:: Extrait

La conception en technologie au collège
L’articulation conception-fabrication-utilisation marque une évolution majeure dans l’enseignement actuel de la technologie au collège depuis les travaux manuels. Dans la précédente version des programmes de la technologie, l’approche curriculaire développée par Martinand et Lebeaume (1998) préconisait de prendre en référence les organisations sociales (pratiques sociales de référence) pour penser les situations d’enseignement, « les activités scolaires doivent être des images d’activités sociales réelles » (Martinand, 1989). Si cette proposition est une ouverture pour rendre compte d’espaces de problèmes dans les disciplines technologiques, elle pose malgré tout des problèmes « La référence à des pratiques pose la question de leur modélisation afin de les faire entrer dans l’école ; ce ne sont pas des pratiques qui, en tant que telle, servent de référence pour un enseignement mais bien évidemment des constructions sur ces pratiques » (Ginestié, 1999a, p. 99).
Aujourd’hui, nous proposons une posture différente. La construction d’objet par les élèves est vue comme un facteur de développement. Le processus de conception est assimilé à une stratégie de résolution de problèmes ouverts sur plusieurs solutions où les interactions entre fonctionnement-fonction-structureforme-matière supposent des niveaux de description et d’intégration des contraintes (Andreucci & Chatoney, 2009; Chatoney, 2009).

::::

Consigne donnée 1:
Modifiez le passage de l'extrait qui s'ouvre sur les mots « Aujourd’hui, nous proposons » et se clôt sur « 2009; Chatoney, 2009). » en y remplaçant « élèves » par « apprenants ».
L'extrait et la liste n'ont aucun lien entre eux.

:: Données de l'exercice

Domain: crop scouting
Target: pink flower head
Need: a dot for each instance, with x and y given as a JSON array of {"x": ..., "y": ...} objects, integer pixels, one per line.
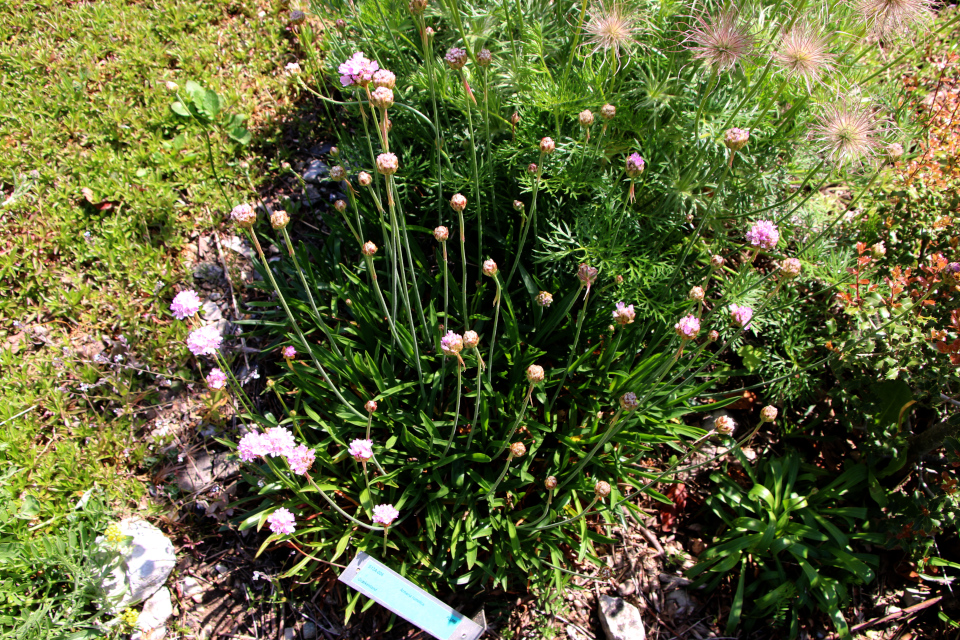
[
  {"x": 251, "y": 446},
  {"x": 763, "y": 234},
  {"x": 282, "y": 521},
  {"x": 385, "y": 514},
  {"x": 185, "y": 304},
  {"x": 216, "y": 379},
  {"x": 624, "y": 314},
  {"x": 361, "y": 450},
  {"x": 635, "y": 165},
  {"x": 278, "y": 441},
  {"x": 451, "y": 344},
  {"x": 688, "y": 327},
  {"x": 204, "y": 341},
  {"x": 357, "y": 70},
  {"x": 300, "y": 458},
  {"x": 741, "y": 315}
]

::::

Consigne donnée 2:
Décalez de -109 chaque coordonnée des réponses en recopiant toutes les lignes de la liste, demandes comprises. Laissez les images de côté.

Réponse complète 1:
Aujourd’hui, nous proposons une posture différente. La construction d’objet par les apprenants est vue comme un facteur de développement. Le processus de conception est assimilé à une stratégie de résolution de problèmes ouverts sur plusieurs solutions où les interactions entre fonctionnement-fonction-structureforme-matière supposent des niveaux de description et d’intégration des contraintes (Andreucci & Chatoney, 2009; Chatoney, 2009).

Réponse complète 2:
Domain: crop scouting
Target: pink flower head
Need: a dot for each instance, with x and y given as a JSON array of {"x": ..., "y": ...} objects, integer pixels, one per line.
[
  {"x": 142, "y": 337},
  {"x": 654, "y": 125},
  {"x": 173, "y": 412},
  {"x": 276, "y": 405},
  {"x": 76, "y": 195},
  {"x": 107, "y": 270},
  {"x": 515, "y": 205},
  {"x": 252, "y": 341},
  {"x": 526, "y": 56},
  {"x": 169, "y": 332},
  {"x": 342, "y": 235},
  {"x": 579, "y": 218},
  {"x": 95, "y": 232},
  {"x": 248, "y": -39},
  {"x": 191, "y": 349},
  {"x": 632, "y": 206}
]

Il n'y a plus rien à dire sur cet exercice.